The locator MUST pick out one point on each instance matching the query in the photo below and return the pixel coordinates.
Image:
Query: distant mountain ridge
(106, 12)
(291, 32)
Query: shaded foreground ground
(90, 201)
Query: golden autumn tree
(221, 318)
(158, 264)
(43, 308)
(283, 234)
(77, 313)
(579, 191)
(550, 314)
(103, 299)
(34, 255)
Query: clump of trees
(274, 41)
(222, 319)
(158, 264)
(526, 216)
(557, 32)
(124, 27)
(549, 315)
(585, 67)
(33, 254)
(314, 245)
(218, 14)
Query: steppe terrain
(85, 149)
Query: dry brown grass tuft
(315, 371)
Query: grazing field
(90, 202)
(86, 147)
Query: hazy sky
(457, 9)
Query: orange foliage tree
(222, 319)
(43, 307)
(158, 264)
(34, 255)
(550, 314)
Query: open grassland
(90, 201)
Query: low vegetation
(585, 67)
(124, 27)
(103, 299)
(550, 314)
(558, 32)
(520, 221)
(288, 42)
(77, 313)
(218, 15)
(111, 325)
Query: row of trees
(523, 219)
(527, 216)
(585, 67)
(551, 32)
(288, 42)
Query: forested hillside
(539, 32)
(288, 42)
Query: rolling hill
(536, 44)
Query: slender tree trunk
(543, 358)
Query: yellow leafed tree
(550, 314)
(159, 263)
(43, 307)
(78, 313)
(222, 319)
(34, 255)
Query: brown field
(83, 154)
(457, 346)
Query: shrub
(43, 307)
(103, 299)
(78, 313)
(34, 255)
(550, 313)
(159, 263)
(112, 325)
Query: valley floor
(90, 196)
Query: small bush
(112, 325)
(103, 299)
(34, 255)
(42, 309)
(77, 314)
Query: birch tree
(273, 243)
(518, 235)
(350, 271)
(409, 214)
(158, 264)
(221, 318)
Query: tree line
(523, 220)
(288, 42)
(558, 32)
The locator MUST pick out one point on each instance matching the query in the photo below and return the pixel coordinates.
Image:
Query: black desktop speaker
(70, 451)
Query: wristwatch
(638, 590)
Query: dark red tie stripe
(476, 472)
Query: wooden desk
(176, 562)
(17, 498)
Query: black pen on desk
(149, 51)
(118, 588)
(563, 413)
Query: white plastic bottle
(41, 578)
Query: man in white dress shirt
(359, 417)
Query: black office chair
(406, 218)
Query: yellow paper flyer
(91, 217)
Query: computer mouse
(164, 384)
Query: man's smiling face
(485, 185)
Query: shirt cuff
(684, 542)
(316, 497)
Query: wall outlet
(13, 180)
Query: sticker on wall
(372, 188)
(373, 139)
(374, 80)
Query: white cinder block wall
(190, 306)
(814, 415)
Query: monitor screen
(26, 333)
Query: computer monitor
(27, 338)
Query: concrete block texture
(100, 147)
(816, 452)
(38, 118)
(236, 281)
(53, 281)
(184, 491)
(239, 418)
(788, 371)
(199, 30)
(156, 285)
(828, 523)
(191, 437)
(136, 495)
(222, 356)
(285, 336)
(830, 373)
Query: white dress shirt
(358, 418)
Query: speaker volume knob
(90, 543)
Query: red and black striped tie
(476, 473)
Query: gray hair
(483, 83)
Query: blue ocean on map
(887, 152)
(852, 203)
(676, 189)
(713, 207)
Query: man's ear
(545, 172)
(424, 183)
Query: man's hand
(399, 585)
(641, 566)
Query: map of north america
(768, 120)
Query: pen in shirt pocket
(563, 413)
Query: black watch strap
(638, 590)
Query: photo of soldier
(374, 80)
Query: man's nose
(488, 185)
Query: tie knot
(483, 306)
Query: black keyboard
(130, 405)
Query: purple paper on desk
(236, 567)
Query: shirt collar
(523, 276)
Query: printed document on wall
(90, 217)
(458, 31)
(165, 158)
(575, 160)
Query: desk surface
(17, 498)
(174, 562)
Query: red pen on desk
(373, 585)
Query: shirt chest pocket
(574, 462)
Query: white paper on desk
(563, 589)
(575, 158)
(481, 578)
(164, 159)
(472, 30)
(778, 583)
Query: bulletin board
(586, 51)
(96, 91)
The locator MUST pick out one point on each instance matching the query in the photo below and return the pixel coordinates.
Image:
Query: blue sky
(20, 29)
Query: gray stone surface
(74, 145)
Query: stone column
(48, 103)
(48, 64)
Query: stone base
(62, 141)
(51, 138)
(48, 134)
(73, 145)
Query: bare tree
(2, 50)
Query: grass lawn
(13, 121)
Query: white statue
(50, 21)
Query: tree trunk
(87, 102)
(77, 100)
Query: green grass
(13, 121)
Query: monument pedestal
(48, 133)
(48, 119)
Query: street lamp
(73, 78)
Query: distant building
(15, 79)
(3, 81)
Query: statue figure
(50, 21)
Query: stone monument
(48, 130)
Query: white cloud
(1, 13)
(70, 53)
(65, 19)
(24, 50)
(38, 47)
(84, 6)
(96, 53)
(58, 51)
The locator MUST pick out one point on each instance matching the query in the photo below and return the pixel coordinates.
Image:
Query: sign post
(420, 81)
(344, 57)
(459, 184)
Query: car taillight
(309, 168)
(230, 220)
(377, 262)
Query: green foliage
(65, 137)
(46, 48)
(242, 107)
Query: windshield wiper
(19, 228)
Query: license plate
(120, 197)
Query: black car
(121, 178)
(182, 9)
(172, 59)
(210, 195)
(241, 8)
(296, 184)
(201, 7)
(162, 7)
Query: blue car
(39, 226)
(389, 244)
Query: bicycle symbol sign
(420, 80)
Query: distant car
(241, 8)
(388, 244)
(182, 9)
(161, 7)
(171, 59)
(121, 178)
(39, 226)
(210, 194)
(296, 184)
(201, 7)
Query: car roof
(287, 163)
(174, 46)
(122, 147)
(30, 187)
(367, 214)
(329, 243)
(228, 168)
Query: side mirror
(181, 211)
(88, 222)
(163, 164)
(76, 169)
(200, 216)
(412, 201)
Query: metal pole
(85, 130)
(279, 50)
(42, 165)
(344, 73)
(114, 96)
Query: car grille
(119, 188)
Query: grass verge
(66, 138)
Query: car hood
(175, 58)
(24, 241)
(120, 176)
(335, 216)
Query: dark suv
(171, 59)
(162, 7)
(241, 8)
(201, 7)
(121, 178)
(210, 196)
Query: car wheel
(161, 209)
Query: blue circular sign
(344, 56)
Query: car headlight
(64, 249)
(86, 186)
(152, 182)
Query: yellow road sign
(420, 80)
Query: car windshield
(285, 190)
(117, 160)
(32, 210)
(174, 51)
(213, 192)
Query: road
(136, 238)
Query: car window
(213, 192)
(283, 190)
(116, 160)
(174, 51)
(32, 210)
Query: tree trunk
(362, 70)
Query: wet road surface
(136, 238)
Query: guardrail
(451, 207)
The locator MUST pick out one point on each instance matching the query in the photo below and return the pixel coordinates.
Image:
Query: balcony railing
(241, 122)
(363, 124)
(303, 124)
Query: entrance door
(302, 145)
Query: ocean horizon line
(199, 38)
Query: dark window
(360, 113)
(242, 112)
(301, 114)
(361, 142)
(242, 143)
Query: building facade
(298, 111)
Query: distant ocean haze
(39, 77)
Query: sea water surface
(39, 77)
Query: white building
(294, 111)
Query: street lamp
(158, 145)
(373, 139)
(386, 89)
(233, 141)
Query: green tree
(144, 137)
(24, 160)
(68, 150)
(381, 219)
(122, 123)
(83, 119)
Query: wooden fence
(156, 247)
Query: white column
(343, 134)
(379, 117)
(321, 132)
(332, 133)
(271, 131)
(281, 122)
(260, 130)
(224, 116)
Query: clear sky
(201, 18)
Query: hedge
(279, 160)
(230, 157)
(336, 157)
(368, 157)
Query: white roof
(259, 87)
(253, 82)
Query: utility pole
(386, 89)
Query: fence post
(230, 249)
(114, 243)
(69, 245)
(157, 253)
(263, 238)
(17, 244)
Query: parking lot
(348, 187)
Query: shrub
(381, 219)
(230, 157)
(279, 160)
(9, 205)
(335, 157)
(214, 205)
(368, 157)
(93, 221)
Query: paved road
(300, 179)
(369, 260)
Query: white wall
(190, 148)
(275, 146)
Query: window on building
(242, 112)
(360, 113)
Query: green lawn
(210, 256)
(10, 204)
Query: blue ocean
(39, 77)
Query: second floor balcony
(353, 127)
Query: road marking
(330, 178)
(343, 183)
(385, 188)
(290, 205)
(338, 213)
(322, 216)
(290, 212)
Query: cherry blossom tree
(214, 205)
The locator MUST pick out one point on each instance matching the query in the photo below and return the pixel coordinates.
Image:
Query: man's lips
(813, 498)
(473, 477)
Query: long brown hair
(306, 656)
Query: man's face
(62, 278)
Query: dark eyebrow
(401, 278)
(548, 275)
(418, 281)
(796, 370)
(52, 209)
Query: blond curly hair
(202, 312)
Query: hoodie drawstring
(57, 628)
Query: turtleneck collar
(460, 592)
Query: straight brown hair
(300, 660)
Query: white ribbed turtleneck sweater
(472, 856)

# # # # #

• Directions
Copy the material above word for word, from the line with "Query: man's face" up to and including the last line.

• Task response
Query: man's face
(62, 278)
Query: dark eyebrow
(401, 278)
(548, 275)
(418, 281)
(796, 370)
(52, 209)
Query: blond curly hair
(202, 312)
Query: hoodie drawstring
(57, 628)
Query: turtleneck collar
(460, 592)
Query: straight brown hair
(300, 660)
Query: white ribbed turtleneck sweater
(472, 856)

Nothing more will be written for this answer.